> Source extract
○ ○ ○ ○ ○ ○ ○

Caballo

Dispatch from Argentina.

Today I rode a horse. Like me, he was a little recalcitrant and trotted when he should have been walking across the sunny field in the Argentine country side. Our gaucho guide had to remonstrate with the horse because my “damnits” and “ho there’s” didn’t really work. I love horses because they are beautiful and have very distinct personalities and I loved riding this one.

We visited Santa Susana ranch, about 50 miles outside of Buenos Aires. It was a working farm at one time but now its owners make much more from tourism. Our malapropist tour guide told us it is the “disneyland of gaucho ranches”, but I found it to be fascinating and fun. The horseshit was real, the tango and gaucho dance demonstration was amazing and more succulent beef.

What I’ve noticed: Uruguay and Argentina provide huge recycling bins on each corner. There are some buildings that have already started growing flowers and plants and vegetables up the sides and front of the buildings. There is free education and free healthcare in Argentina–in Uruguay people are charged 4 or 6% of their salaries for healthcare.  The governments and people believe in global warming and are committed to fighting it. In short, they are a little more civilized than ‘Merica. Or less stupid.

○ ○ ○ ○ ○ ○ ○

(Saved entries)
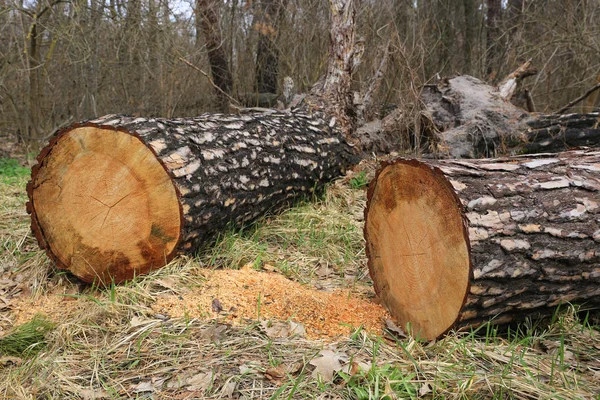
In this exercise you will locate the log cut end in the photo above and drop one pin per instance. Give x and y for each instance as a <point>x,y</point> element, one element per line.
<point>417,247</point>
<point>103,205</point>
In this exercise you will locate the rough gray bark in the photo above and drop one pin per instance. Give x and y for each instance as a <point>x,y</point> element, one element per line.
<point>228,169</point>
<point>533,233</point>
<point>472,119</point>
<point>119,196</point>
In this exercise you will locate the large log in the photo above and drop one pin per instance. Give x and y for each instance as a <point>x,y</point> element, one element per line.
<point>452,243</point>
<point>471,119</point>
<point>118,196</point>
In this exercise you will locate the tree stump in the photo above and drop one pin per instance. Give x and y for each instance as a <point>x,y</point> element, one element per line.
<point>453,243</point>
<point>120,196</point>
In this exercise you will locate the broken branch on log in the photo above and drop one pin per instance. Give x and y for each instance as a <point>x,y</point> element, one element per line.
<point>580,98</point>
<point>453,243</point>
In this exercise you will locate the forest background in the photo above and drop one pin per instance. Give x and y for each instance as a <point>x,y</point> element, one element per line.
<point>64,61</point>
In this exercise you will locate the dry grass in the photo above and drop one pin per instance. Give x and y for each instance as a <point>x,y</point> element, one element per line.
<point>110,343</point>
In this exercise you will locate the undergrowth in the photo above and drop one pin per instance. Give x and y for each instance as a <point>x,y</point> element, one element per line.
<point>113,345</point>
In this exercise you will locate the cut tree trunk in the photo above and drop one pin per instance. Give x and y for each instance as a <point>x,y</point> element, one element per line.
<point>454,243</point>
<point>471,119</point>
<point>119,196</point>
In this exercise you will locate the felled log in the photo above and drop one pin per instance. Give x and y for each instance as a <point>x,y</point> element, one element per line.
<point>552,133</point>
<point>471,119</point>
<point>452,243</point>
<point>119,196</point>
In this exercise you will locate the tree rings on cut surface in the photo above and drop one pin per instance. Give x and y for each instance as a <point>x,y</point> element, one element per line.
<point>417,246</point>
<point>103,205</point>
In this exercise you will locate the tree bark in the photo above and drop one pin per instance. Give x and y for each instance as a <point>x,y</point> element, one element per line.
<point>267,54</point>
<point>472,120</point>
<point>494,10</point>
<point>453,243</point>
<point>119,196</point>
<point>207,22</point>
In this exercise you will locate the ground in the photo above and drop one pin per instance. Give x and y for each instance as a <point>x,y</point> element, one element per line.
<point>283,309</point>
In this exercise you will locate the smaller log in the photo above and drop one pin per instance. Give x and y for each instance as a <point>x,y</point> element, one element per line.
<point>453,244</point>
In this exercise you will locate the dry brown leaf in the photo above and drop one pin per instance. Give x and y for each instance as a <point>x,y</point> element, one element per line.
<point>214,333</point>
<point>389,392</point>
<point>328,364</point>
<point>200,382</point>
<point>137,321</point>
<point>425,389</point>
<point>355,367</point>
<point>217,306</point>
<point>8,360</point>
<point>395,329</point>
<point>282,329</point>
<point>228,389</point>
<point>93,394</point>
<point>282,370</point>
<point>269,267</point>
<point>145,386</point>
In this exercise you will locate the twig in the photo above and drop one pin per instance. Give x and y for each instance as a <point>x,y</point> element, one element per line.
<point>577,100</point>
<point>209,79</point>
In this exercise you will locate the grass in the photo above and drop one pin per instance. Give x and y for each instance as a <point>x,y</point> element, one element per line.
<point>115,346</point>
<point>26,339</point>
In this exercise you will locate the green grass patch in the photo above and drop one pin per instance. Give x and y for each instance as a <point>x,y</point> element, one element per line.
<point>359,181</point>
<point>11,171</point>
<point>26,339</point>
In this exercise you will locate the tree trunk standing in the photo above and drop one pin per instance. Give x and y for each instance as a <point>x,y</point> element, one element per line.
<point>119,196</point>
<point>207,22</point>
<point>131,57</point>
<point>453,243</point>
<point>269,15</point>
<point>494,10</point>
<point>469,31</point>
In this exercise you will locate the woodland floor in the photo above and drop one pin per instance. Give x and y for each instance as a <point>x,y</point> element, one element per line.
<point>283,309</point>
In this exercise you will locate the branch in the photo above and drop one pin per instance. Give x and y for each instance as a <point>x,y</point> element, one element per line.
<point>577,100</point>
<point>209,79</point>
<point>509,85</point>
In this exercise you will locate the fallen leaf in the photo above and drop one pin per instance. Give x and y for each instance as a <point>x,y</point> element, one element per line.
<point>247,369</point>
<point>323,271</point>
<point>282,329</point>
<point>282,370</point>
<point>93,394</point>
<point>200,381</point>
<point>137,321</point>
<point>228,388</point>
<point>217,306</point>
<point>425,389</point>
<point>269,267</point>
<point>328,364</point>
<point>355,367</point>
<point>8,360</point>
<point>389,392</point>
<point>395,329</point>
<point>145,386</point>
<point>297,329</point>
<point>214,333</point>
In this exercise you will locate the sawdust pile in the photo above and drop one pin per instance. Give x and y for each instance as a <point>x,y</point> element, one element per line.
<point>238,297</point>
<point>247,294</point>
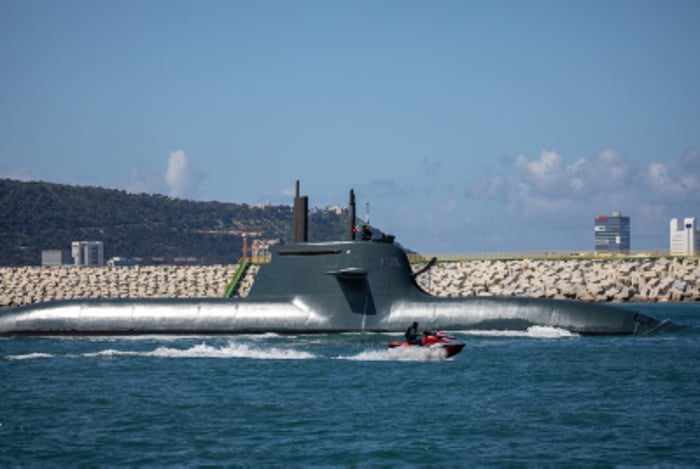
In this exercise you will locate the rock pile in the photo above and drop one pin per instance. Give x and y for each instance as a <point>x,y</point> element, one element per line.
<point>26,285</point>
<point>644,280</point>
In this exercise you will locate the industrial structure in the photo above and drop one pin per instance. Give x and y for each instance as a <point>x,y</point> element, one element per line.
<point>612,233</point>
<point>88,253</point>
<point>684,237</point>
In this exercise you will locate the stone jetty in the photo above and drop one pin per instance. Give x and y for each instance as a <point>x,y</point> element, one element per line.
<point>619,280</point>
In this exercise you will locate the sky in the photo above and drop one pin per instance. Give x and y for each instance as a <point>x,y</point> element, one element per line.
<point>467,126</point>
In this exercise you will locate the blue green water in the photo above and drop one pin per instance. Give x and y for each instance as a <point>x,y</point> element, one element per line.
<point>536,398</point>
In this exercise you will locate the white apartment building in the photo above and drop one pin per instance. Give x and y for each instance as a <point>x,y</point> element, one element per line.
<point>685,237</point>
<point>88,253</point>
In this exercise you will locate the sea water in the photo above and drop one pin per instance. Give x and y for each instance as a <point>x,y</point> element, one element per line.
<point>540,397</point>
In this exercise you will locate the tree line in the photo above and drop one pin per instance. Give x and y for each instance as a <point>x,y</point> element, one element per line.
<point>37,216</point>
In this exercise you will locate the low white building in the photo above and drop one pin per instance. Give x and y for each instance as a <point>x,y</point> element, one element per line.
<point>685,237</point>
<point>54,257</point>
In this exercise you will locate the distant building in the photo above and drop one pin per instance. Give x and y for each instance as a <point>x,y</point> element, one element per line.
<point>88,253</point>
<point>685,237</point>
<point>55,257</point>
<point>612,233</point>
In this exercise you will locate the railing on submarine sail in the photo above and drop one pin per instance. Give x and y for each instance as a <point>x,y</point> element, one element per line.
<point>236,278</point>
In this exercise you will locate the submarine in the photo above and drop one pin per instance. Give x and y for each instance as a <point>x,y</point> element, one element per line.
<point>352,285</point>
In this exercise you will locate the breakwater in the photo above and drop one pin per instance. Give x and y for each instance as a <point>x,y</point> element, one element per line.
<point>620,280</point>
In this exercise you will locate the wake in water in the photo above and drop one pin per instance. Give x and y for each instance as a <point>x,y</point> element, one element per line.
<point>408,354</point>
<point>534,332</point>
<point>275,347</point>
<point>230,350</point>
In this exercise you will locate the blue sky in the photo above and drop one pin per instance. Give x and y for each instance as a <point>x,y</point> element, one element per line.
<point>467,126</point>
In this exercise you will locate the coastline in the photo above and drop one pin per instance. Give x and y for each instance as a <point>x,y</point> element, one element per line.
<point>644,280</point>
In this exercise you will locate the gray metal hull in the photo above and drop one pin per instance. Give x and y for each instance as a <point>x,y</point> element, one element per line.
<point>324,287</point>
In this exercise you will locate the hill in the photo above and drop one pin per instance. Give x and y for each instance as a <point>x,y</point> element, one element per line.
<point>36,216</point>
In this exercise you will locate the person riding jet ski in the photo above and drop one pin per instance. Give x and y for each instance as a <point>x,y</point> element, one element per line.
<point>412,334</point>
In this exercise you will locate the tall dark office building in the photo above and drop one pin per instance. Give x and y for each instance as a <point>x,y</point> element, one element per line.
<point>612,233</point>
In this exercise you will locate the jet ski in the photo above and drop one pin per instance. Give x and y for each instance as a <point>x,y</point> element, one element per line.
<point>438,339</point>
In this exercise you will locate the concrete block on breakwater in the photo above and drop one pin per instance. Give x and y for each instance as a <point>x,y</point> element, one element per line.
<point>620,280</point>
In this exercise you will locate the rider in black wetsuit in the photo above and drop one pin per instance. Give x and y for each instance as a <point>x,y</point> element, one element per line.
<point>412,334</point>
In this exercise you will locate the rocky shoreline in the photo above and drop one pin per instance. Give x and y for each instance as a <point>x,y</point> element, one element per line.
<point>618,280</point>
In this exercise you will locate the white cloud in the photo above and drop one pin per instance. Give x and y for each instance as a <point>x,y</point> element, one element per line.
<point>182,178</point>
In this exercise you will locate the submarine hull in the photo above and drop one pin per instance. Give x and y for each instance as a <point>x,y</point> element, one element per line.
<point>323,287</point>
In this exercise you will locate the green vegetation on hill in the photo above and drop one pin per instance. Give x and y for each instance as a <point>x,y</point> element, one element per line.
<point>36,216</point>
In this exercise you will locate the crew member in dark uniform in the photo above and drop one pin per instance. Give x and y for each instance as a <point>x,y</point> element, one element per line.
<point>366,233</point>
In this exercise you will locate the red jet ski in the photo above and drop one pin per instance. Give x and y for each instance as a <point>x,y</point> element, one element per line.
<point>440,339</point>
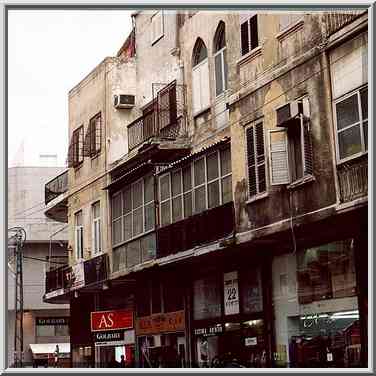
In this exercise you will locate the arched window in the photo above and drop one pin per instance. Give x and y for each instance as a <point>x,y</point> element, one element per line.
<point>220,61</point>
<point>200,77</point>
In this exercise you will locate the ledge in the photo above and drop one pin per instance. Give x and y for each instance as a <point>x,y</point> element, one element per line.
<point>249,56</point>
<point>298,25</point>
<point>257,198</point>
<point>300,182</point>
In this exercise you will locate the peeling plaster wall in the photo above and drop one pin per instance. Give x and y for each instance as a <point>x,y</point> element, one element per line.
<point>265,81</point>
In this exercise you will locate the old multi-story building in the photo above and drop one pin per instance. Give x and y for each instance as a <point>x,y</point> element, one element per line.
<point>44,325</point>
<point>217,200</point>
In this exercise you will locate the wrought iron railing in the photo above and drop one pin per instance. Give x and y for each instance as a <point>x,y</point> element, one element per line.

○ ○ ○ ○ ○ ○ ○

> Your objective
Answer these questions from the Argentina dispatch.
(a) About how far outside of Buenos Aires is Santa Susana ranch?
(b) What share of their salaries are people in Uruguay charged for healthcare?
(c) Who had to remonstrate with the horse?

> Solution to this problem
(a) About 50 miles.
(b) 4 or 6%.
(c) The gaucho guide.